### [TASK INPUTS]
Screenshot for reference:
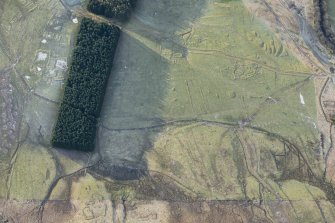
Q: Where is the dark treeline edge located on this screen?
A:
[87,0,136,20]
[313,0,335,53]
[51,18,120,151]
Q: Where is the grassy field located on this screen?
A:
[0,0,335,222]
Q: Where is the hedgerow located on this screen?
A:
[87,0,136,20]
[52,18,120,150]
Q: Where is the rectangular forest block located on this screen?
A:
[87,0,136,20]
[51,18,120,151]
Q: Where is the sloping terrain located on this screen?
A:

### [WRITTEN TASK]
Give every line of the records above as a JSON list of strings, one string per line, with blank lines dropped and the pictures left out.

### [RESULT FOR THIS EXERCISE]
[
  "Screenshot for reference:",
  "Q: Where is the dark treeline edge located on this screen?",
  "A:",
  "[87,0,136,20]",
  "[313,0,335,53]",
  "[51,18,120,151]",
  "Q: Where is the grassy field located on this screen?",
  "A:",
  "[0,0,335,222]",
  "Q: Where is the hedgerow located on this screen?",
  "A:",
  "[87,0,136,20]",
  "[52,18,120,150]",
  "Q: Where is the rectangular forest block located on this screen?",
  "A:",
  "[87,0,136,20]",
  "[51,18,120,151]",
  "Q: Where is the sloping terrain located on this screen?",
  "A:"
]